Please simplify this logic expression for me with helping boolean algebra :
A'C'D + A'BD + BCD + ABC + ACD'
I know that must use consensus theorem .
my solve :
STEP 1 : Terms 1 & 3 ---eliminate---> Term 2
STEP 2 : Terms 3 & 5 ---eliminate---> Term 4
STEP 3 : Terms 2 & 4 ---eliminate---> Term 3
But truth table said step 3 is incorrect . but why ?
please tell me why step 3 is Wrong ?
and tell me What is the simplest form of it ?
On
Using a truth table Let $X=A'C'D + A'BD + BCD + ABC + ACD'$. (We shall leave entries blank where their value is zero) \begin{eqnarray*} \begin{array}{|c|c|c|c|c|c|c|c|c|c|c|c|} \hline A & B & C & D & & A'C'D & A'BD & BCD & ABC & ACD' & & X \\ \hline 0&0&0&0& & & & & & & & & \\ \hline 0&0&0&1& &1& & & & & &1& \\ \hline 0&0&1&0& & & & & & & & & \\ \hline 0&0&1&1& & & & & & & & & \\ \hline 0&1&0&0& & & & & & & & & \\ \hline 0&1&0&1& &1&1& & & & &1& \\ \hline 0&1&1&0& & & & & & & & & \\ \hline 0&1&1&1& & &1&1& & & &1& \\ \hline 1&0&0&0& & & & & & & & & \\ \hline 1&0&0&1& & & & & & & & & \\ \hline 1&0&1&0& & & & & &1& &1& \\ \hline 1&0&1&1& & & & & & & & & \\ \hline 1&1&0&0& & & & & & & & & \\ \hline 1&1&0&1& & & & & & & & & \\ \hline 1&1&1&0& & & & &1&1& &1& \\ \hline 1&1&1&1& & & &1&1& & &1& \\ \hline \end{array} \end{eqnarray*}
From the table above it is clear that we only need to "or" the first, third & fifth terms in order to construct $X$. So the minimal expression is $X=\color{red}{A'C'D + BCD + ACD'}$.

Problems to solve ::
a: According to the Boolean simplification thread, what is the minimal expression for X?
b: Carry on the thread about simplifying the Boolean expression, starting after its last sentence.

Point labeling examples
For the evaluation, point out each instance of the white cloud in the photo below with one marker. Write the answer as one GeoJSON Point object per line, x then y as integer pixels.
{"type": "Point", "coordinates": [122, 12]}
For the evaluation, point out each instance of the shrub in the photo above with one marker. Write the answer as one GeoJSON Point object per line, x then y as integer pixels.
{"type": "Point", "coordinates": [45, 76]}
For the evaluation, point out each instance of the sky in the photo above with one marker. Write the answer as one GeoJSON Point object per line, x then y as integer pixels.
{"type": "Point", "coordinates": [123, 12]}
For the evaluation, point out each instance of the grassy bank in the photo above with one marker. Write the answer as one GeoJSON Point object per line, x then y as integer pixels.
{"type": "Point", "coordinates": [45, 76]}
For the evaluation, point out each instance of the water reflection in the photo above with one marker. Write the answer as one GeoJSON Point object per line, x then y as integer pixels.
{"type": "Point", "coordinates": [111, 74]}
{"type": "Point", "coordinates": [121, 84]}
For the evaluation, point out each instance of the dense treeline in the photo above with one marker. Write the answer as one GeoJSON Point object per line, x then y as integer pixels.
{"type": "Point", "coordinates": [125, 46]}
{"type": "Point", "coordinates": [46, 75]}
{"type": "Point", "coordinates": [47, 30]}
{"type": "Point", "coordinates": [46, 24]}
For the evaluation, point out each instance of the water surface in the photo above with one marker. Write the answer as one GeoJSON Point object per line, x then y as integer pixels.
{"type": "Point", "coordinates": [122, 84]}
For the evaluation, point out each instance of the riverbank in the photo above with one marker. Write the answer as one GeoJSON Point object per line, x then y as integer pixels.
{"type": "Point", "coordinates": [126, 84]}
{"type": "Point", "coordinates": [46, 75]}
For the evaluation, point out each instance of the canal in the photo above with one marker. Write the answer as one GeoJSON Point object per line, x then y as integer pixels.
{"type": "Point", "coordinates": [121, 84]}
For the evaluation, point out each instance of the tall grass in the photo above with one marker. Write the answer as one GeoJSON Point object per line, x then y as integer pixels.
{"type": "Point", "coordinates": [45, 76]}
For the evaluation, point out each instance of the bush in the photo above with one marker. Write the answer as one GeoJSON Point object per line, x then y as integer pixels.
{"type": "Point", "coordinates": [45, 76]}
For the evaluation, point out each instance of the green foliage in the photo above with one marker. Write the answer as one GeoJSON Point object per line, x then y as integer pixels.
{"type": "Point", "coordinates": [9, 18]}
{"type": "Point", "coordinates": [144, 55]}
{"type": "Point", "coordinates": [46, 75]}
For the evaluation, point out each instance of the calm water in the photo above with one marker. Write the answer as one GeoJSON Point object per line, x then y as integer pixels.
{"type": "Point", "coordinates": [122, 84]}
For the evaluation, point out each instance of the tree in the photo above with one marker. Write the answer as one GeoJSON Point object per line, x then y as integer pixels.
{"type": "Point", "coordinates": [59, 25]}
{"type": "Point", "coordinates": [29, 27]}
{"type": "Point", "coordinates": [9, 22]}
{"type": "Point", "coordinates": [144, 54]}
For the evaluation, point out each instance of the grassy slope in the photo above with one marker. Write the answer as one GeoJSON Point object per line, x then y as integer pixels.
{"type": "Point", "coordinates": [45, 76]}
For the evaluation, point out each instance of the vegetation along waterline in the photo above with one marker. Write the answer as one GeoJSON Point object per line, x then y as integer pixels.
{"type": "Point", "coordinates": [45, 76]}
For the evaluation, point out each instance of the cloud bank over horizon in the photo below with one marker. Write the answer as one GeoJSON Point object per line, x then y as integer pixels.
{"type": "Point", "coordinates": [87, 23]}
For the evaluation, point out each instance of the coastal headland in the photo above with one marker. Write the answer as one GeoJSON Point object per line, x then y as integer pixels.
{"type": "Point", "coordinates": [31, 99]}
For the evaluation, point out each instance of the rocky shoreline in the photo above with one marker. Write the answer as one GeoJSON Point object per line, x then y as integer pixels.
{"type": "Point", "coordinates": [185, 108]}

Results of the tasks ::
a: X = A'C'D + BCD + ACD'

b:
I think you are confusing during the application of minimization by using Boolean algebra formula
First you apply consensus theorem for terms 1,2,3 by taking D as a common factor. This helps in removing the term 2. So the minimized expression is A'C'D + BCD + ABC + ACD'
Now combining the last three terms similarly leads to elimination of the term ABC
So the minimized expression is A'C'D + BCD + ACD'.
Here you don't have any terms for which consensus theorem can be applied i.e., so you question describes there were no more 2 and 4 terms to eliminate the term 3.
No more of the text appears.